WHAT IS REQUIRED: Each record, exactly as written, should be printed again.

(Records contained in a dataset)
- Opening Delimiter -
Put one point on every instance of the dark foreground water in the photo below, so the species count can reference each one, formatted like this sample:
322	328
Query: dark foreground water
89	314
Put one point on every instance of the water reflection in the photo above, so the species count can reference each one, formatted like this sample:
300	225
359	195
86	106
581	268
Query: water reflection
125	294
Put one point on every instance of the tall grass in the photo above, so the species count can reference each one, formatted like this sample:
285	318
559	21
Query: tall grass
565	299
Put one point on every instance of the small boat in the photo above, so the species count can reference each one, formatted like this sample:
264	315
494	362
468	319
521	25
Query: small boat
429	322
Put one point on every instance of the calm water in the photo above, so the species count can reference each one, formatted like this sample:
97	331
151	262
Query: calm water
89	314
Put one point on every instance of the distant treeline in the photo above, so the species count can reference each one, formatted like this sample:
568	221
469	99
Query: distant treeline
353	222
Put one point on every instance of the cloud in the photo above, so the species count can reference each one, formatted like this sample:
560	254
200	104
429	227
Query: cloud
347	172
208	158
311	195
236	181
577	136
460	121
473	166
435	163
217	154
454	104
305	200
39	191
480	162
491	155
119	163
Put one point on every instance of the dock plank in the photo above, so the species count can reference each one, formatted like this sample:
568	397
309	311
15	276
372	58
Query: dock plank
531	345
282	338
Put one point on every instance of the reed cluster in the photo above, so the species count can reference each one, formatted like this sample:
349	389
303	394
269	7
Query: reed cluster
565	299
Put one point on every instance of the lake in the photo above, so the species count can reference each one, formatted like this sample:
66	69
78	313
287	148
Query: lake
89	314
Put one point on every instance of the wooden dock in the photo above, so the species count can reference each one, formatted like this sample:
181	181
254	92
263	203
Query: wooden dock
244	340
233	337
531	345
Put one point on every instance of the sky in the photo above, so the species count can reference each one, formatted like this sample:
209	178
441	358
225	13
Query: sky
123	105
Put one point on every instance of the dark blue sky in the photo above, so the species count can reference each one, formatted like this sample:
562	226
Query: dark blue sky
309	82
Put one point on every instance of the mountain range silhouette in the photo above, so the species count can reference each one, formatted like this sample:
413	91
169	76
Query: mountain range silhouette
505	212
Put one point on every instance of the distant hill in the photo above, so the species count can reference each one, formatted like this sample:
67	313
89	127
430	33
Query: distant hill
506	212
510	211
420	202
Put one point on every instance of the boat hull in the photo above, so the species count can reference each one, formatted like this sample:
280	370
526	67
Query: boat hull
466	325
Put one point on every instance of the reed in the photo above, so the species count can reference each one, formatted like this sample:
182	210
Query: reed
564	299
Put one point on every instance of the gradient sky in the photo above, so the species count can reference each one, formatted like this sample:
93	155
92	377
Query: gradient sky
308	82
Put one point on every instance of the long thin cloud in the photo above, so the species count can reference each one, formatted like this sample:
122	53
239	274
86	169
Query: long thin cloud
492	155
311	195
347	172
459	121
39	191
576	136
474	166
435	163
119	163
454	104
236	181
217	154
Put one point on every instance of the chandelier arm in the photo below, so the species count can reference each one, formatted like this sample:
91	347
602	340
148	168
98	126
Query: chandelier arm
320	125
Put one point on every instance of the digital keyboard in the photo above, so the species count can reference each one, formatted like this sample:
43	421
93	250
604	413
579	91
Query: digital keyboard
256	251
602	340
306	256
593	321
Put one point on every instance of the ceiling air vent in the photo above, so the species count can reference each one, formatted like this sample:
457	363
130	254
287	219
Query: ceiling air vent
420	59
- Closing Delimiter -
ANSWER TO THE EXERCISE:
Put one point on every instance of the dark foreground water in the photo below, so the species count can reference each one, formatted like this sample:
322	328
Query: dark foreground water
89	314
Put one point on every instance of the water reflection in the photo above, so the species count can reference each one, formatted like this sample:
300	225
359	195
86	106
581	268
Query: water reflection
125	294
Put one point on every instance of the tall grass in the photo above, so the species count can reference each one, formatted like this sample:
285	318
559	21
Query: tall grass
565	299
Put one point on every instance of the small boat in the photo above, so the species count can reference each one, formatted like this sample:
264	315
494	362
468	319
521	25
Query: small boat
429	322
Put one point on every instance of the calm water in the photo above, so the species count can reference each one, formatted like this sample:
97	331
151	262
Query: calm water
89	314
Put one point on every instance of the distant treeline in the photo above, so the species count can reference each one, formatted like this sample:
568	221
469	99
Query: distant treeline
353	222
Put one point on every instance of the cloud in the photo above, so the species count can reference each one, formatted like this sample:
560	254
200	104
429	227
Query: cloud
347	172
208	158
311	195
236	181
577	136
460	121
473	166
435	163
217	154
454	104
305	200
39	191
480	162
491	155
119	163
Put one point on every instance of the dock plank in the photo above, so the species count can reference each one, formatted like this sample:
568	397
309	311
15	276
372	58
Query: dock plank
531	345
282	338
Put one point on every instance of the reed cluster in the photo above, so the species count can reference each one, formatted like this sample:
349	389
303	394
269	7
Query: reed cluster
565	299
Put one point on every instance of the lake in the photo above, so the species count can reference each one, formatted like this sample:
66	69
78	313
287	148
Query: lake
89	314
Put one point on every instance of the wooden dock in the photo above, so the species count can reference each one, formatted like this sample:
181	181
254	92
263	203
Query: wooden dock
244	340
233	337
531	345
Put one point on every instance of the sky in the photo above, so the species count can reference each one, formatted like this sample:
209	178
441	358
225	13
Query: sky
123	105
Put one point on every instance of the dark blue sky in the photo above, so the species count can reference each one, formatted like this sample:
562	226
Query: dark blue sky
309	82
Put one point on every instance of the mountain range silhouette in the photo above, so the species count can reference each one, formatted like this sample:
413	91
169	76
Query: mountain range silhouette
505	212
Put one point on every instance of the distant hill in the photo above, so the species count can reference each one, formatted like this sample:
67	313
89	127
430	33
Query: distant hill
506	212
510	211
420	202
Put one point on every instance of the boat hull in the photo above, so the species count can reference each one, formatted like this sample:
280	370
526	67
Query: boat hull
466	325
Put one point on every instance of the reed in the photo above, so the species count can reference each one, formatted like this sample:
182	210
Query: reed
564	299
Put one point on every instance of the gradient sky in the photo above, so the species count can reference each one, formatted like this sample:
93	155
92	377
Query: gradient sky
308	82
Put one point on every instance of the long thin cloud in the photo above, so the species count can reference each one, formatted like this sample:
122	53
239	274
86	169
Query: long thin cloud
492	155
311	195
347	172
459	121
39	191
576	136
474	166
435	163
119	163
454	104
236	181
217	154
Put one point on every instance of the chandelier arm in the photo below, so the species count can reference each one, formatted like this sample:
91	347
602	340
148	168
98	126
Query: chandelier arm
320	125
Put one point on every instance of the digital keyboard in the photo above, so the species count can reference each one, formatted like this sample:
43	421
93	250
604	413
579	91
Query: digital keyboard
256	251
602	340
306	256
593	321
Put one point on every instance of the ceiling air vent in the photo above, so the species count can reference each one, formatted like this sample:
457	363
130	254
287	219
Query: ceiling air vent
420	59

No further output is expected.